• **Document passage**
>>>
Emerging growth company ☐
If an emerging growth company, indicate by check mark if the registrant has elected not to use the extended transition period for complying with any new or revised financial accounting standards provided pursuant to Section 13(a) of the Exchange Act. ☐
Item 7.01 Regulation FD Disclosure.
On March 22, 2023, Coinbase Global, Inc. and Coinbase, Inc. (collectively, the “Company”) received a “Wells Notice” from the Staff (“Staff”) of the Securities and Exchange Commission (“SEC”) stating that the Staff has advised the Company that it made a “preliminary determination” to recommend that the SEC file an enforcement action against the Company alleging violations of the federal securities laws, including the Securities Exchange Act of 1934, as amended (the “Exchange Act”), and the Securities Act of 1933, as amended (the “Securities Act”). Based on discussions with the Staff, the Company believes these potential enforcement actions would relate to aspects of the Company’s spot market, staking service Coinbase Earn, Coinbase Prime and Coinbase Wallet. The potential civil action may seek injunctive relief, disgorgement, and civil penalties. The Company published additional information on a blog related to the foregoing which can be found at www.coinbase.com/blog and on the Twitter feeds of Brian Armstrong (@brian_armstrong) and Paul Grewal (@iampaulgrewal). Information on or accessible through the Company’s website or Twitter is not incorporated by reference in this Current Report on Form 8-K.
<<<
• **Provided data**
>>>
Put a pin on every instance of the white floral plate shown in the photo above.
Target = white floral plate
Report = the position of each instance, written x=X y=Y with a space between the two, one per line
<<<
• **Exercise 1**
According to the Coinbase Wells Notice passage, on what date did the company receive the Wells Notice from the SEC Staff?
• **Exercise 2**
Pick up the Coinbase Wells Notice passage after its final sentence and extend it in the same regulatory-filing style.

• **Written response 1**
March 22, 2023.

• **Written response 2**
This information shall not be deemed “filed” for purposes of Section 18 of the Exchange Act, or incorporated by reference in any filing under the Securities Act or the Exchange Act, except as shall be expressly set forth by specific reference in such a filing.
SIGNATURES
Pursuant to the requirements of the Securities Exchange Act of 1934, as amended, the registrant has duly caused this report to be signed on its behalf by the undersigned hereunto duly authorized.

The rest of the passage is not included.